**Work order:** Nothing other than the lines from the one containing "Target | eyeglasses" through the last line of the data below should be output, each reproduced exactly.

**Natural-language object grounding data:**

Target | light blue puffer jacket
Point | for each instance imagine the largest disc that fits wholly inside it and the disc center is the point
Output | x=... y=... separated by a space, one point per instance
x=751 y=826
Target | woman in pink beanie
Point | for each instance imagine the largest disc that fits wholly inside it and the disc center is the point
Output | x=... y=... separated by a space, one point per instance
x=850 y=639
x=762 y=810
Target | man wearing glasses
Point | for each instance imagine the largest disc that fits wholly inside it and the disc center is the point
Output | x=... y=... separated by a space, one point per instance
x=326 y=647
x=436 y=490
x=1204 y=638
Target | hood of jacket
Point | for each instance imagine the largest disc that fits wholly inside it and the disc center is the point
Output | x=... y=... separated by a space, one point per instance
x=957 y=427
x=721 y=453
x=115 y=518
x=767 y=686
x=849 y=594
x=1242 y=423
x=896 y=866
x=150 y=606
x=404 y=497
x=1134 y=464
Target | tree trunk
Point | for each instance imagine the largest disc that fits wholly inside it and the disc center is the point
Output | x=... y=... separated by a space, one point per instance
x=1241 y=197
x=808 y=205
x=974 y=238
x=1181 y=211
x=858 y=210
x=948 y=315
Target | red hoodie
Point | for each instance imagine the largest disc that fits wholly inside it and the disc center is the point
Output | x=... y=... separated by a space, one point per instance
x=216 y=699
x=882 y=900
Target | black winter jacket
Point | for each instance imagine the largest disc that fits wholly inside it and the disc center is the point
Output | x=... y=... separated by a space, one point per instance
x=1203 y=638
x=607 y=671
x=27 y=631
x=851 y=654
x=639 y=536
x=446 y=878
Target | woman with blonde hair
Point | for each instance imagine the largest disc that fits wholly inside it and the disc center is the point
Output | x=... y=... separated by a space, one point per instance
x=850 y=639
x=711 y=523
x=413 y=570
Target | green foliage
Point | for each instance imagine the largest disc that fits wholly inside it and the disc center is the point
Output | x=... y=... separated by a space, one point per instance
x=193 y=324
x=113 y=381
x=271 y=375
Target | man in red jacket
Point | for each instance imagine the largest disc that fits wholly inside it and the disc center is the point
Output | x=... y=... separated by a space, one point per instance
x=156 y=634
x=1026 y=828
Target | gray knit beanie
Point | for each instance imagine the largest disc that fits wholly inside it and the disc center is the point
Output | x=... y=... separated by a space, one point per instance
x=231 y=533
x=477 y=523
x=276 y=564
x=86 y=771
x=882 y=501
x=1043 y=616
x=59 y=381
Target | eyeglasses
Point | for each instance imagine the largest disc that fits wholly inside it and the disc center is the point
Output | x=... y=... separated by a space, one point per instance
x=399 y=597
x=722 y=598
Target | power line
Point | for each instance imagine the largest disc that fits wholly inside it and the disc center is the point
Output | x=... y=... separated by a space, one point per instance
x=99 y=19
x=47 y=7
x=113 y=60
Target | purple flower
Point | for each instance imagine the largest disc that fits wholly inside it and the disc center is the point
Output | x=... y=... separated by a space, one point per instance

**Task response:**
Target | eyeglasses
Point | for each instance imagine the largest disc that fits wholly inside it and the disc center is the point
Output | x=... y=... separated by a space, one point per instance
x=399 y=597
x=722 y=598
Target | power line
Point | for each instance imagine the largest disc that fits wholly inside it and the disc center is the point
Output | x=... y=... separated by a space, one point per instance
x=99 y=19
x=47 y=7
x=113 y=60
Target | purple flower
Point | for each instance imagine the largest disc that fits wholly inside it and the disc center is the point
Output | x=... y=... separated by a space, one point per instance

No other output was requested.